::: Passage provided :::
Legal Spotlight - The CLP Regulation: Don’t wait until December 2010
Regulation (EC) No 1272/2008 on the Classification, Labelling and Packaging (CLP) of chemical substances and mixtures, which implements the UN Globally Harmonised System (GHS) at EU level, entered into force on 20 January 2009.
The deadline for implementing the new system is 1 December 2010 for substances (coinciding with the first registration deadline for phase-in substances), and 1 June 2015 for mixtures.
Does that means that companies can wait until December 2010? Unfortunately not. For several reasons, as described below, action is needed now and certainly before 1 December 2010.
CLP compliance schedule
The CLP Regulation will gradually replace the current rules of Directives 67/548/EEC for dangerous substances (DSD) and 1999/45/EC for preparations (DPD) during a transition period ending on 1 June 2015, when both Directives will be definitively repealed.
This means that all substances and preparations (“mixtures” under the CLP) will need to be “classified”, “labelled” and “packaged” according to the CLP after that date. In the meantime, and without prejudice to the possibility to resort to early implementation of the CLP Regulation rules as described below, the DPD and the DSD will continue to apply, as follows.
Substances
The “classification” provisions in the DSD will continue to apply until 1 June 2015 and classification in accordance with the DSD will be required until that date. However, the classification provisions in the CLP Regulation will start to apply as from 1 December 2010, and manufacturers and importers are required to ensure that substances are classified in accordance with both the old and new classification systems during the period 1 December 2010-1 June 2015. In other words, manufacturers and importers will have to ensure “double” classification from 1 December 2010 until 1 June 2015.
The “labelling” and “packaging” provisions in the DSD will continue to apply until 1 December 2010, after which they will be repealed and definitively replaced by the labelling and packaging rules in the CLP Regulation. This means that implementation of the labelling and packaging rules in the CLP Regulation will have to be ensured from that date.
Mixtures
The “classification”, “packaging” and “labelling” rules of the DPD will remain applicable until 1 June 2015, after which only the CLP Regulation rules will apply. As will be further explained below, suppliers are allowed to implement the new classification, labelling and packaging rules already now, in which case the DPD rules would not apply to them, including classification.
In addition to the above, there are several other aspects of the CLP that are already applicable today.
DSD Annex 1 deleted
Annex I to the DSD has now been deleted and transferred to the harmonised classification and labelling entries in Annex VI of the CLP (Table 3.1), with Table 3.2 providing the corresponding GHS-based classification and labelling. This means that today, Annex VI of the CLP is the applicable reference for EU harmonised classification and labelling that must be used by companies when classifying and labelling their substances/preparations.
The problem is that for some entries, the harmonised classification and labelling in Annex VI are not identical to those in the previous DSD Annex I. Companies should verify the status of the classification and labelling of their substances and preparations under Annex VI and, if this different from that in Annex I, amend current product labels and safety data sheets. As the CLP is a Regulation, Annex VI is directly applicable in all the Member States and companies may not invoke national provisions implementing Annex I of the DSD to avoid consideration of Annex VI. However, they could seek advocacy efforts and possible legal remedies to correct discrepancies flowing from the new Annex VI entries.
::: Information provided :::
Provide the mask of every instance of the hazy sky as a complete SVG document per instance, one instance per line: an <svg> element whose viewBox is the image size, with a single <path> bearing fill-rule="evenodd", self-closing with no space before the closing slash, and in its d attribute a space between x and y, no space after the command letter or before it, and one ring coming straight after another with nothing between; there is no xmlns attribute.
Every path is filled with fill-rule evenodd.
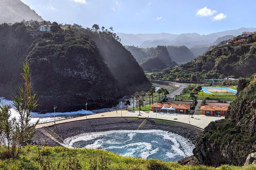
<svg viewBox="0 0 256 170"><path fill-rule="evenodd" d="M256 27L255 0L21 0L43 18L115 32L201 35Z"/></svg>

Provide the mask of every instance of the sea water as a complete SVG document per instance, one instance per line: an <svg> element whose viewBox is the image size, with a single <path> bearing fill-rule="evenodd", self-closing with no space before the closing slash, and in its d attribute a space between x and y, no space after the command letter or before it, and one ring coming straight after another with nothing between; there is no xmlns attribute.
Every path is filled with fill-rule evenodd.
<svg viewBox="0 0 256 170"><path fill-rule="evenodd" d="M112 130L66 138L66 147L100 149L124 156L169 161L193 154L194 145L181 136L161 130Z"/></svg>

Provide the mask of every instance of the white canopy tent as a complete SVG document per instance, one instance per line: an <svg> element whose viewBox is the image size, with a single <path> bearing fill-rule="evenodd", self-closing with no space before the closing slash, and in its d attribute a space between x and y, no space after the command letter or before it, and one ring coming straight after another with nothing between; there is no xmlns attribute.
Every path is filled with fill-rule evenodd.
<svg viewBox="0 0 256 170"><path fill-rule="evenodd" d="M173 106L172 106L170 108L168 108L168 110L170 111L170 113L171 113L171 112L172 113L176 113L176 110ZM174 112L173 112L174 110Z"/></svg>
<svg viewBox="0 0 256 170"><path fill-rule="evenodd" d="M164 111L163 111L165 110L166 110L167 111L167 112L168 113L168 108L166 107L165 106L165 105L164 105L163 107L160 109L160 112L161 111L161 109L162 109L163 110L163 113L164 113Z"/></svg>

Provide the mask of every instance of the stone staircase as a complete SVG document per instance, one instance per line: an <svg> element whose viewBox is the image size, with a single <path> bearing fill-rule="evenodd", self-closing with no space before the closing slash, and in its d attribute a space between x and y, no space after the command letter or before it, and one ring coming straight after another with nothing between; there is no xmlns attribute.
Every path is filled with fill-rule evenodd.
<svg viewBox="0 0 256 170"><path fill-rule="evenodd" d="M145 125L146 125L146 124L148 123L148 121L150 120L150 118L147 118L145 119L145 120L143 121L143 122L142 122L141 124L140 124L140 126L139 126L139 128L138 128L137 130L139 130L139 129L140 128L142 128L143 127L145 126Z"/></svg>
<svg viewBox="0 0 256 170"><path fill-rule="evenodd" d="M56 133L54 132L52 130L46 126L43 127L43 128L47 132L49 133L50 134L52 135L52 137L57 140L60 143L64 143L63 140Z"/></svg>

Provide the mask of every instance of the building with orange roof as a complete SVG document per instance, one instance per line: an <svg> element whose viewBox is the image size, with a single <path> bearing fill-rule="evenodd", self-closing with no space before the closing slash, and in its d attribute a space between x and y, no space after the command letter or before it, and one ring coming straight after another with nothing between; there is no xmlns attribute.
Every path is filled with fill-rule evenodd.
:::
Exercise tasks:
a – Express the records as a JSON list of strings, one string per line and no blank lines. Cover the span from the line containing "Provide the mask of every instance of the building" through the end of the records.
b – Continue the article on the CLP Regulation from where it stops.

Outputs:
a –
[
  "Provide the mask of every instance of the building with orange roof as a complete SVG document per instance, one instance per line: an <svg> element whose viewBox is the image size, with a single <path> bearing fill-rule=\"evenodd\", self-closing with no space before the closing slash, and in its d attribute a space between x and y, no space after the command letter or before it, and one ring coming straight after another with nothing between; there is no xmlns attribute.",
  "Every path is filled with fill-rule evenodd."
]

b –
30th and 31st ATP to DSD Annex I
The transfer of Annex I entries to Annex VI does not include the 30th and 31st amendments to technical progress (ATP) of the DSD, which were adopted before the entry into force of the CLP Regulation. This has created confusion among operators as to the status of these ATPs due to the deletion of Annex I following the entry into force of the CLP Regulation.
It has now been clarified that the harmonised classification and labelling provisions introduced by the 30th and 31st ATPs are inapplicable with the result that:
- Companies have no legal obligation to apply the “new” classifications introduced by the ATPs, although they can do so to avoid that national authorities then question that different self-classification new entries,
- Companies cannot apply revisions or deletions of Annex I “old” entries that were introduced by the ATPs but not yet reflected in Annex VI of the CLP.
The Commission has now submitted a proposal for the first ATP to the CLP Regulation, which includes the entries in the 30th and 31st ATPs and which should be finally adopted by June-July of this year.
2010 deadline applies to all Substances
Although companies are only required to classify, label and package their substances using CLP classifications from 1 December 2010, it is important to realise that this deadline applies not only for substances that require registration on 1 December 2010, but for all substances that are being placed on the market in the EU, regardless of tonnages and whether they are phase-in or non phase-in substances! In connection to this, the CLP has also deleted with immediate effect Title XI of REACH on the “classification and labelling inventory” and transferred an amended version of these provisions under Chapter 2 of Title V of the CLP Regulation itself.
The amendments are of minor importance – except that they bring benefits for article producers and importers who are exempted under the CLP rules from classification and labelling inventory notification and for substances and preparations covered by sector specific EU legislation, to which the the CLP Regulation does not apply at all. But many companies may not have realised that the obligation to notify the new CLP classification and labelling of substances by 1 December 2010 also applies to all substances placed on the EU market that are classified as “dangerous” (“hazardous” under the CLP), not only those that require registration by that date!
This will seriously affect manufacturers of low volume substances and importers of either substances and preparations classified as dangerous, but also large companies that are currently concentrating their scarce resources on the registration of the substances subject to the first registration deadline.
Importers of preparations are particularly vulnerable to non compliance. Unless they are accorded access to compositional information, they have no other option than to rely on the classification and labelling provided by the exporters. The due diligence they should exercise may include a request for positive assurance that the classification is accurate and an indication of the dangerous substances in the preparation that trigger classification.
Early implementation of the CLP
As indicated above, companies are only “required” to classify, label and package their substances and mixtures using CLP classifications from 1 December 2010 and 1 June 2015 respectively. However, the CLP Regulation allows companies to use the CLP classification on their labels and safety data sheet already today, provided that they continue to “classify” the substances also in accordance with the DSD until 1 June 2015. In other words, the supplier would still be required to ensure “double” classification, i.e. classification in accordance with both the DSD and the CLP Regulation. There is no such condition for classification of mixtures, which can therefore be classified, packaged and labelled in accordance with the new rules in total replacement of the DPD rules.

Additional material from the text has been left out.